Brief
From the listing below, pull out each line containing the string "every" and copy those lines.

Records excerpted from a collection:

- - - - - - -

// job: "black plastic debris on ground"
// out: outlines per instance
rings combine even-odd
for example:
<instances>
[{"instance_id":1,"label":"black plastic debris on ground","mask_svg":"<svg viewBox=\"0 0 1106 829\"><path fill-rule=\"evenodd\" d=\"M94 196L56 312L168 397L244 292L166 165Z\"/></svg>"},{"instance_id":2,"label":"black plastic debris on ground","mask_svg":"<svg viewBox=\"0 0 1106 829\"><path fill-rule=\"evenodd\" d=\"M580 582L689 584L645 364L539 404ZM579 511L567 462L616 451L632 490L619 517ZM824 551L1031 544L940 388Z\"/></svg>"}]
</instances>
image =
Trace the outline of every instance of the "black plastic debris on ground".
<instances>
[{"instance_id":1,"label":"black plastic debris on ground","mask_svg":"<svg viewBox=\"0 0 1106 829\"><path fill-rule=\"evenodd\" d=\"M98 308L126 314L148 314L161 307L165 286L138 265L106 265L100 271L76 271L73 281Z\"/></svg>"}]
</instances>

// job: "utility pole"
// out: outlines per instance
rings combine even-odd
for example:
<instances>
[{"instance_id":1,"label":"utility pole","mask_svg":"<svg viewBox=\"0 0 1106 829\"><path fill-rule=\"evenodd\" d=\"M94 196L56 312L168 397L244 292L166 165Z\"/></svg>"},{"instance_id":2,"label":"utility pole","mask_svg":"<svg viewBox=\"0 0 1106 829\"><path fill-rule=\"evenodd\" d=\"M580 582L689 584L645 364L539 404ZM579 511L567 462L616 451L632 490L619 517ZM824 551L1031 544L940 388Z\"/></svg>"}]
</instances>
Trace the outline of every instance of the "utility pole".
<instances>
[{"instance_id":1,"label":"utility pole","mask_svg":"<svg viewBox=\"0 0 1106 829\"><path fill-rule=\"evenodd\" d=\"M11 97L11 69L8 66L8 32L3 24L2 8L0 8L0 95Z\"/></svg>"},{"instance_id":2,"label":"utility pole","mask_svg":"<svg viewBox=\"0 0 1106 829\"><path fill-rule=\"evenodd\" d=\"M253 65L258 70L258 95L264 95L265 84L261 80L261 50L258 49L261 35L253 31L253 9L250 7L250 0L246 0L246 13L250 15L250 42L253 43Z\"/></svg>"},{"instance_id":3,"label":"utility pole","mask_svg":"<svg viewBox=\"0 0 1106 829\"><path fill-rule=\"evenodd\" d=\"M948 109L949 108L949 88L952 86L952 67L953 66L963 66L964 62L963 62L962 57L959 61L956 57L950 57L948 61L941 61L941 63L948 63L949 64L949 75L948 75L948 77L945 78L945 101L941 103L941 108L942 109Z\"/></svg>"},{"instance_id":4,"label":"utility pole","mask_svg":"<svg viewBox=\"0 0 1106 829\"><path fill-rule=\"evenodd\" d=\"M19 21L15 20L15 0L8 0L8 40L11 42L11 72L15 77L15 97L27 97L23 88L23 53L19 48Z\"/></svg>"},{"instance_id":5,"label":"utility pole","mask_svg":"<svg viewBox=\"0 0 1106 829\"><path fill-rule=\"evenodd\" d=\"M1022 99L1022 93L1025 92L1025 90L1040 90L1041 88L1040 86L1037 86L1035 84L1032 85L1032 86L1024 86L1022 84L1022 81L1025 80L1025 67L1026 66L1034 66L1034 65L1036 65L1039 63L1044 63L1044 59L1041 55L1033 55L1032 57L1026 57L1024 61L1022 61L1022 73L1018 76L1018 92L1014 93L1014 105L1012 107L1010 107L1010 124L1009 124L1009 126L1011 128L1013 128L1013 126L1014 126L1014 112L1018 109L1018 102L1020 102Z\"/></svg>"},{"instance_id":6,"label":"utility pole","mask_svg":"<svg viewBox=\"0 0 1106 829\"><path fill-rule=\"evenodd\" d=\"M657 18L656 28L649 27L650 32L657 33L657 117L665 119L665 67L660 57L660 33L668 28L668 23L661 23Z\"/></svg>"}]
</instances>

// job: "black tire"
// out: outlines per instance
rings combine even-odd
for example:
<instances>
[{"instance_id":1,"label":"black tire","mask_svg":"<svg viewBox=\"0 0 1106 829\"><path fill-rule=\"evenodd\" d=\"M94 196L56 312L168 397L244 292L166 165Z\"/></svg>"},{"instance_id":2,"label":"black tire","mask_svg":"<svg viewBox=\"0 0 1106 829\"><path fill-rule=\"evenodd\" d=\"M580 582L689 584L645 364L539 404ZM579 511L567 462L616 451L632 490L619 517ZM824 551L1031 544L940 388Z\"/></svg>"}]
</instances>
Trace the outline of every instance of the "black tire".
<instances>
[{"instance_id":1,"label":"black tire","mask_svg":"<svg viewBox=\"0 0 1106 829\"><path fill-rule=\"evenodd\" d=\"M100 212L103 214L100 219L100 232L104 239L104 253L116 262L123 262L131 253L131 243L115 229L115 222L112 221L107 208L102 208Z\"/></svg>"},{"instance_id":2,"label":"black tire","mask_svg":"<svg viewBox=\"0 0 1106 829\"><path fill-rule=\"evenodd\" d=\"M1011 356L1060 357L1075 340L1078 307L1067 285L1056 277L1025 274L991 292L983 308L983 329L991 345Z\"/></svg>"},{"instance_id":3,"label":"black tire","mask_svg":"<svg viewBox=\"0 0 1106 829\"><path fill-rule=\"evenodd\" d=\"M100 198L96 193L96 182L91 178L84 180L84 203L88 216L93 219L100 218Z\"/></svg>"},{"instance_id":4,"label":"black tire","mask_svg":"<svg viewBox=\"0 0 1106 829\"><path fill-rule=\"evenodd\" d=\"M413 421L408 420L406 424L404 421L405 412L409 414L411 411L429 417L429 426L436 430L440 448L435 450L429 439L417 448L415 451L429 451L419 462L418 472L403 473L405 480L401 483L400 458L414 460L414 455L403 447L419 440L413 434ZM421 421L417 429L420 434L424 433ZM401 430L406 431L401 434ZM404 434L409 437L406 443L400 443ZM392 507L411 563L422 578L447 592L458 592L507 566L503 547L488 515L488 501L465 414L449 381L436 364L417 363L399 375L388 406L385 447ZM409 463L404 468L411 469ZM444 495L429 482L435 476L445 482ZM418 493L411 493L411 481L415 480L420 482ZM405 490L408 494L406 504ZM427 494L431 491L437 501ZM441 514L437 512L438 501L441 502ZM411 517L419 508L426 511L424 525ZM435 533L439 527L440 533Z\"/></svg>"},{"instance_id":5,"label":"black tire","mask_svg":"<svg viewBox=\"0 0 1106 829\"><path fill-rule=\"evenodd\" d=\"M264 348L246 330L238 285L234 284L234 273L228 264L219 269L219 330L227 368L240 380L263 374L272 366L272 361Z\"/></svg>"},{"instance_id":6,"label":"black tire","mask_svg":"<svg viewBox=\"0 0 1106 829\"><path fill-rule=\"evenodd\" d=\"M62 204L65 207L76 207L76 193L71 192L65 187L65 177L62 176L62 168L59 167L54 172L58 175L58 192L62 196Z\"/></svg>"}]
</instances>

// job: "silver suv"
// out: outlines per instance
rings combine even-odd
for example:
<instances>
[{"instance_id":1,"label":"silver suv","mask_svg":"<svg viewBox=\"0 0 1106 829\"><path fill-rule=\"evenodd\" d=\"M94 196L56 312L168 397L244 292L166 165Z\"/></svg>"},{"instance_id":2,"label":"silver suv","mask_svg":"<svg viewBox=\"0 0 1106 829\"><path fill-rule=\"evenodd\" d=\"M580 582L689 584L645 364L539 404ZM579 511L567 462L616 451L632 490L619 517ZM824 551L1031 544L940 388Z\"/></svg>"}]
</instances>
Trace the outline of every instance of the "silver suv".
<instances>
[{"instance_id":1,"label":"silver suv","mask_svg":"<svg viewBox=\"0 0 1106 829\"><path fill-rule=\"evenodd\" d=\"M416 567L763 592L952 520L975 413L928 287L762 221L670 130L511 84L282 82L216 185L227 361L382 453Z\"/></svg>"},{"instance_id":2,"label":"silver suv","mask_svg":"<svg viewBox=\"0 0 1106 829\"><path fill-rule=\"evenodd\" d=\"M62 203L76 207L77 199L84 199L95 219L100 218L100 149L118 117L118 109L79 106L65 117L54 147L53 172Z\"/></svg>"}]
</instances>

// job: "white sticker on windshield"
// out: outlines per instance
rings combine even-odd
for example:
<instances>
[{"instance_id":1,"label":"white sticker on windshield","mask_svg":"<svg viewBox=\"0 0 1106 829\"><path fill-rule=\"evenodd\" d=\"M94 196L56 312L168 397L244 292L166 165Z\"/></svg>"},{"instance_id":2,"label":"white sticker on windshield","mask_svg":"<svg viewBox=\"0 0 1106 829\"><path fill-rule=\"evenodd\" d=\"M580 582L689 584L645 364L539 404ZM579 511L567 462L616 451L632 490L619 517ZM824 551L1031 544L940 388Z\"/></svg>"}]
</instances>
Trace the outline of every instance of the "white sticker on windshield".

- - - - - - -

Answer to this task
Trace the outline of every instance of the "black plastic debris on ground".
Trace the outline of every instance of the "utility pole".
Trace the outline of every instance of the "black tire".
Trace the outline of every instance of the "silver suv".
Trace the outline of every instance of the "white sticker on windshield".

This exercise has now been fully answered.